Pull out each line of the material below that contains the string "ceiling", copying each one in full. Case matters.

**Material to process:**
+++++
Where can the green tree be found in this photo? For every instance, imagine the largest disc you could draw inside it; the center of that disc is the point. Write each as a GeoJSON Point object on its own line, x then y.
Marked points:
+++++
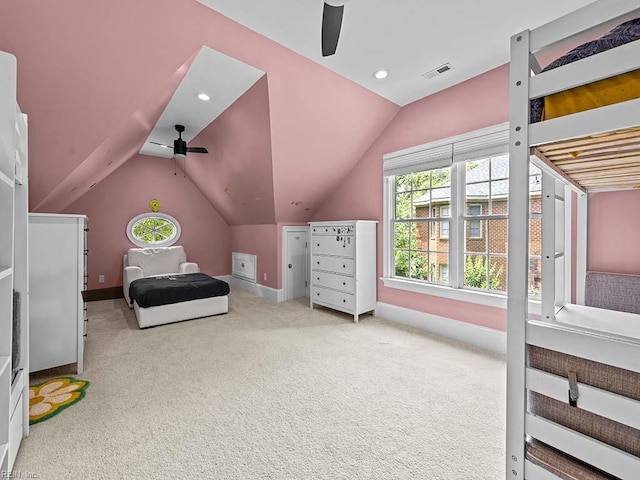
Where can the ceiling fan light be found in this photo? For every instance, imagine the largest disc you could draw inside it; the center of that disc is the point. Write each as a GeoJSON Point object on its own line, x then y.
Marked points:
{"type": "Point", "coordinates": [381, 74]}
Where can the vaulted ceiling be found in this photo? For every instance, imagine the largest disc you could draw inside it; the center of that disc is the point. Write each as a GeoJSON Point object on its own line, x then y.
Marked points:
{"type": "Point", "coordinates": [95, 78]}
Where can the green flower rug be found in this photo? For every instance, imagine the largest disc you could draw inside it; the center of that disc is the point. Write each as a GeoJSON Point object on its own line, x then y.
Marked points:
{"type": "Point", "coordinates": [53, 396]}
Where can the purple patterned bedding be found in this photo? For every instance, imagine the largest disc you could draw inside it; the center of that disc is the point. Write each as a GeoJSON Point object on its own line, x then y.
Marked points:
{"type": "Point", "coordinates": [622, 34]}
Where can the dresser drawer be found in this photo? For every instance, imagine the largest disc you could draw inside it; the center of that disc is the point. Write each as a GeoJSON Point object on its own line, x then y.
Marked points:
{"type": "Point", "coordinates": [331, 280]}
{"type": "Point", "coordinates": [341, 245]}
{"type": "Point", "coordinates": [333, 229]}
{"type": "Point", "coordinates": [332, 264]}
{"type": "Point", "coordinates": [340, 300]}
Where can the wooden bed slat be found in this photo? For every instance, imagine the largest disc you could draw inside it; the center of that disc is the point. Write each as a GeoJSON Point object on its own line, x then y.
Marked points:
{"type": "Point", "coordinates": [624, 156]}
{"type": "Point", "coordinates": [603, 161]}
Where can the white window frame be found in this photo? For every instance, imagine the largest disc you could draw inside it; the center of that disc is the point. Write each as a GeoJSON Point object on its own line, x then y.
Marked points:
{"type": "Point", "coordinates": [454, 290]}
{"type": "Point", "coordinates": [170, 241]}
+++++
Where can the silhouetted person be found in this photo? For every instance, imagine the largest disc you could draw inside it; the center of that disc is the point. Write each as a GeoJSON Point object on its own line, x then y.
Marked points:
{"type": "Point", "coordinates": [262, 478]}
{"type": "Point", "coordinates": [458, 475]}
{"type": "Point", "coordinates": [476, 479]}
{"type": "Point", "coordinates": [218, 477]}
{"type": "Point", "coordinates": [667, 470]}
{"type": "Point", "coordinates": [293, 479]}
+++++
**Response to the exercise:**
Where can the ceiling fan light be found in this photo? For every instance, imagine the largest disc you could draw inside it; the center of that disc is the point. Write each as a GeoJSON Point object on its own line, x then y.
Where can the vaulted ceiling be found in this photo? For every instance, imagine the largest disc you could draw inside it; the center of that disc is the point. Write each as a GeoJSON Point object on its own line, x then y.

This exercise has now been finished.